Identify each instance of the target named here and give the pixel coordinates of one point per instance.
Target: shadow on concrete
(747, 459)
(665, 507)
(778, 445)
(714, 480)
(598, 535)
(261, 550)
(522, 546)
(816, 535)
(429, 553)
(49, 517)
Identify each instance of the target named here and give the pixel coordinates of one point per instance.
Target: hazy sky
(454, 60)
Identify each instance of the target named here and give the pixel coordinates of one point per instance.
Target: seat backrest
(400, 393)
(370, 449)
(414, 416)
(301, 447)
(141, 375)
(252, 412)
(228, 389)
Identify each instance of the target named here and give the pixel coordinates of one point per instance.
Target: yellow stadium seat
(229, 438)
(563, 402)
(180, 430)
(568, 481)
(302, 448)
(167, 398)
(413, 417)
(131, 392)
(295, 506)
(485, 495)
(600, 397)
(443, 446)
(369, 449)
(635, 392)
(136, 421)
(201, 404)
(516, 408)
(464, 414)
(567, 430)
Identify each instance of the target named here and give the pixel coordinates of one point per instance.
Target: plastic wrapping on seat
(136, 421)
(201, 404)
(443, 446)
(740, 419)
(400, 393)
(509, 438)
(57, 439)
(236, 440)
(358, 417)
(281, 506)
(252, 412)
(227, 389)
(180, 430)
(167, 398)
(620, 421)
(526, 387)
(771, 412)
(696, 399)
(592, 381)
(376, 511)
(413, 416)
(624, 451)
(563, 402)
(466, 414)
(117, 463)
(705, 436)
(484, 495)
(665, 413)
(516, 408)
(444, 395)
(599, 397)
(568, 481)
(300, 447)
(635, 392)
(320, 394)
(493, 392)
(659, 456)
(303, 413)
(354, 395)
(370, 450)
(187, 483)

- - -

DIRECTIONS FOR THIS TASK> Exact copies of all the records are required.

SOLUTION>
Identify each instance of the target named here and give the pixel coordinates of one point per instance.
Target: shadow on concrete
(747, 459)
(665, 507)
(778, 445)
(714, 480)
(598, 535)
(261, 550)
(522, 546)
(816, 535)
(429, 553)
(49, 517)
Identify each instance of the target named here and give the pixel coordinates of one point per instance.
Target: hazy sky
(454, 60)
Identify each instance of the target named here and give the pixel coordinates of one point per instance.
Target: seat backrest
(400, 393)
(370, 449)
(414, 416)
(301, 447)
(141, 375)
(252, 412)
(228, 389)
Identify each instance of the target named here and give the pixel coordinates of one point per instance.
Target: yellow stadium seat
(229, 438)
(563, 402)
(180, 430)
(568, 481)
(302, 448)
(167, 398)
(413, 417)
(131, 392)
(295, 506)
(485, 495)
(600, 397)
(443, 446)
(369, 449)
(635, 392)
(136, 421)
(201, 404)
(516, 408)
(464, 414)
(567, 430)
Identify each instance of the target named here and give the pixel coordinates of one point per instance.
Target: plastic wrapping on seat
(136, 421)
(201, 404)
(443, 446)
(740, 419)
(400, 393)
(509, 438)
(57, 439)
(236, 440)
(358, 417)
(281, 506)
(252, 412)
(227, 389)
(180, 430)
(167, 398)
(620, 421)
(526, 387)
(771, 412)
(696, 399)
(592, 381)
(376, 511)
(413, 416)
(624, 451)
(563, 402)
(466, 414)
(117, 463)
(705, 436)
(484, 495)
(665, 413)
(516, 408)
(444, 395)
(599, 397)
(568, 481)
(300, 447)
(635, 392)
(320, 394)
(493, 392)
(659, 456)
(303, 413)
(354, 395)
(370, 450)
(187, 483)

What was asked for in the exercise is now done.